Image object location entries
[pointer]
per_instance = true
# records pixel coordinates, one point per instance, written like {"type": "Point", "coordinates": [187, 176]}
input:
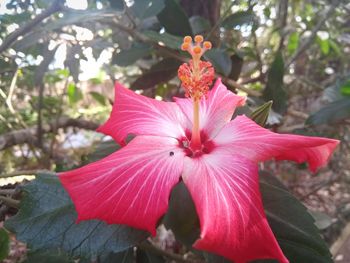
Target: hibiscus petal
{"type": "Point", "coordinates": [216, 109]}
{"type": "Point", "coordinates": [245, 137]}
{"type": "Point", "coordinates": [140, 115]}
{"type": "Point", "coordinates": [225, 190]}
{"type": "Point", "coordinates": [130, 186]}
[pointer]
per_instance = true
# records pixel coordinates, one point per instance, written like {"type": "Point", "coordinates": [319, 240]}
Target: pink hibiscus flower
{"type": "Point", "coordinates": [193, 139]}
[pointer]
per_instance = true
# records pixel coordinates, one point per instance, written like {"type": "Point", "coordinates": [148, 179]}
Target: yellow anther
{"type": "Point", "coordinates": [187, 39]}
{"type": "Point", "coordinates": [207, 45]}
{"type": "Point", "coordinates": [198, 38]}
{"type": "Point", "coordinates": [197, 50]}
{"type": "Point", "coordinates": [185, 46]}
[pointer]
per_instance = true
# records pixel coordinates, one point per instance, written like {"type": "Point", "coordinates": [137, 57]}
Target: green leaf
{"type": "Point", "coordinates": [147, 8]}
{"type": "Point", "coordinates": [293, 42]}
{"type": "Point", "coordinates": [130, 56]}
{"type": "Point", "coordinates": [220, 60]}
{"type": "Point", "coordinates": [99, 97]}
{"type": "Point", "coordinates": [74, 94]}
{"type": "Point", "coordinates": [166, 39]}
{"type": "Point", "coordinates": [261, 114]}
{"type": "Point", "coordinates": [199, 25]}
{"type": "Point", "coordinates": [332, 113]}
{"type": "Point", "coordinates": [324, 45]}
{"type": "Point", "coordinates": [161, 72]}
{"type": "Point", "coordinates": [47, 256]}
{"type": "Point", "coordinates": [274, 89]}
{"type": "Point", "coordinates": [291, 223]}
{"type": "Point", "coordinates": [174, 19]}
{"type": "Point", "coordinates": [238, 19]}
{"type": "Point", "coordinates": [345, 88]}
{"type": "Point", "coordinates": [47, 220]}
{"type": "Point", "coordinates": [4, 244]}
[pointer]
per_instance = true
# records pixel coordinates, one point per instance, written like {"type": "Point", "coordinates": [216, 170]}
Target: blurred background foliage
{"type": "Point", "coordinates": [60, 58]}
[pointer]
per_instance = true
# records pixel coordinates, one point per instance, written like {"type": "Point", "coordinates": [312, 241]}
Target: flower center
{"type": "Point", "coordinates": [196, 78]}
{"type": "Point", "coordinates": [206, 145]}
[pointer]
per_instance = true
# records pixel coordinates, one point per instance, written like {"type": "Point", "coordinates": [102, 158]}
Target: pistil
{"type": "Point", "coordinates": [196, 77]}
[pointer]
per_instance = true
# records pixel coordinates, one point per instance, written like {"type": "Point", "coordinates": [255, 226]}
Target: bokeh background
{"type": "Point", "coordinates": [59, 60]}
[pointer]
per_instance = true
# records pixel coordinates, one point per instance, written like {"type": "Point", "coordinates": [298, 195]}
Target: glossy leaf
{"type": "Point", "coordinates": [274, 89]}
{"type": "Point", "coordinates": [238, 19]}
{"type": "Point", "coordinates": [4, 244]}
{"type": "Point", "coordinates": [291, 223]}
{"type": "Point", "coordinates": [220, 60]}
{"type": "Point", "coordinates": [162, 71]}
{"type": "Point", "coordinates": [331, 113]}
{"type": "Point", "coordinates": [261, 114]}
{"type": "Point", "coordinates": [174, 19]}
{"type": "Point", "coordinates": [47, 256]}
{"type": "Point", "coordinates": [46, 220]}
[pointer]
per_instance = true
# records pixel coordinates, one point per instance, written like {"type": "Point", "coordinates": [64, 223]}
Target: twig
{"type": "Point", "coordinates": [175, 55]}
{"type": "Point", "coordinates": [23, 172]}
{"type": "Point", "coordinates": [178, 258]}
{"type": "Point", "coordinates": [29, 135]}
{"type": "Point", "coordinates": [9, 201]}
{"type": "Point", "coordinates": [26, 28]}
{"type": "Point", "coordinates": [326, 15]}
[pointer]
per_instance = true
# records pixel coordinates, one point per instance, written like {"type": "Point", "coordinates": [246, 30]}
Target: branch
{"type": "Point", "coordinates": [175, 55]}
{"type": "Point", "coordinates": [24, 172]}
{"type": "Point", "coordinates": [178, 258]}
{"type": "Point", "coordinates": [305, 45]}
{"type": "Point", "coordinates": [9, 201]}
{"type": "Point", "coordinates": [29, 135]}
{"type": "Point", "coordinates": [26, 28]}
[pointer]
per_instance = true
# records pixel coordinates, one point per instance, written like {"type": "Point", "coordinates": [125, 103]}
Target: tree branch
{"type": "Point", "coordinates": [305, 45]}
{"type": "Point", "coordinates": [26, 28]}
{"type": "Point", "coordinates": [29, 135]}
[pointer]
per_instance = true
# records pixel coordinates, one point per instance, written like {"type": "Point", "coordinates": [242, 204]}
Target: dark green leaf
{"type": "Point", "coordinates": [147, 8]}
{"type": "Point", "coordinates": [292, 225]}
{"type": "Point", "coordinates": [174, 19]}
{"type": "Point", "coordinates": [47, 256]}
{"type": "Point", "coordinates": [168, 40]}
{"type": "Point", "coordinates": [261, 114]}
{"type": "Point", "coordinates": [145, 256]}
{"type": "Point", "coordinates": [181, 217]}
{"type": "Point", "coordinates": [4, 244]}
{"type": "Point", "coordinates": [324, 45]}
{"type": "Point", "coordinates": [126, 256]}
{"type": "Point", "coordinates": [128, 57]}
{"type": "Point", "coordinates": [220, 60]}
{"type": "Point", "coordinates": [238, 19]}
{"type": "Point", "coordinates": [161, 72]}
{"type": "Point", "coordinates": [99, 97]}
{"type": "Point", "coordinates": [199, 25]}
{"type": "Point", "coordinates": [74, 94]}
{"type": "Point", "coordinates": [345, 88]}
{"type": "Point", "coordinates": [47, 220]}
{"type": "Point", "coordinates": [274, 89]}
{"type": "Point", "coordinates": [332, 113]}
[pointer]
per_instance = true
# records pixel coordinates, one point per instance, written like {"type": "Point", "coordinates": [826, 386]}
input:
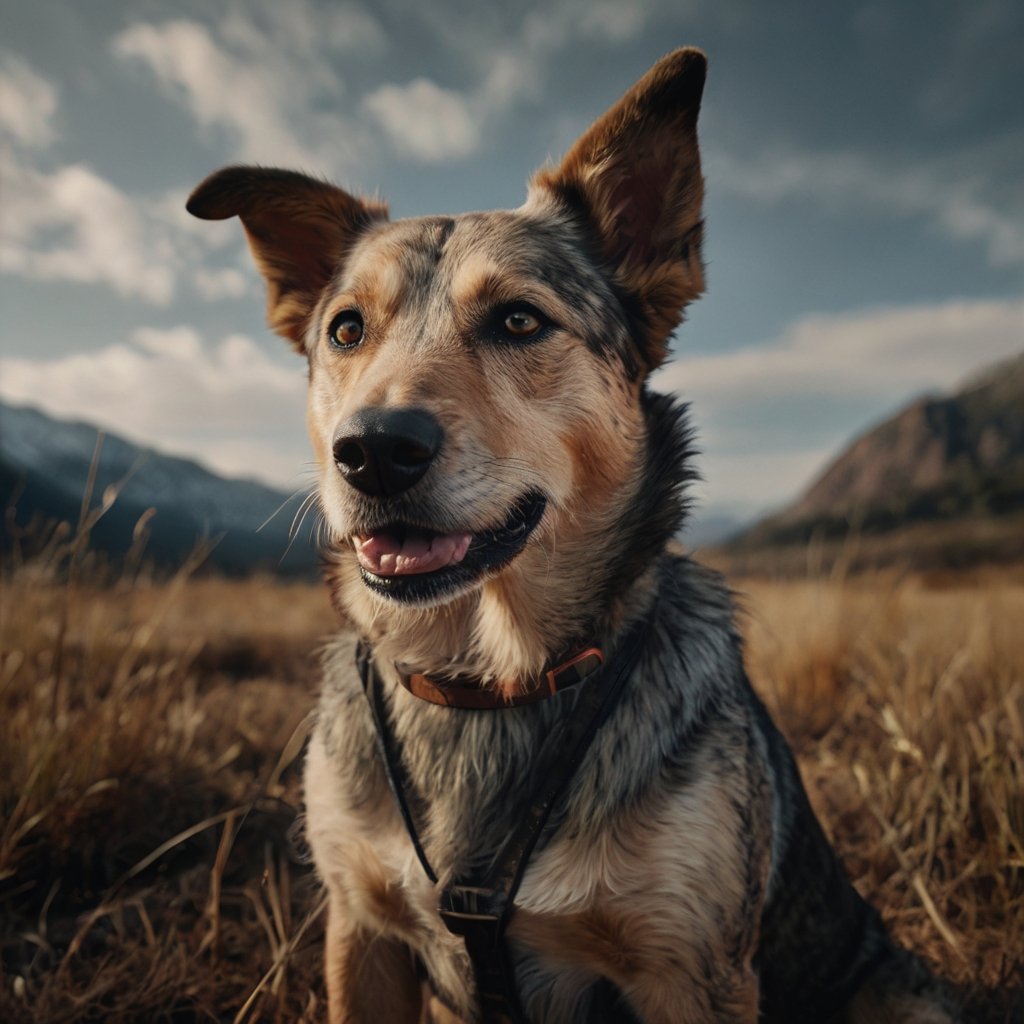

-- Work instructions --
Count the lines in the data that contain the string "leaf", and give only that number.

-- Expected answer --
3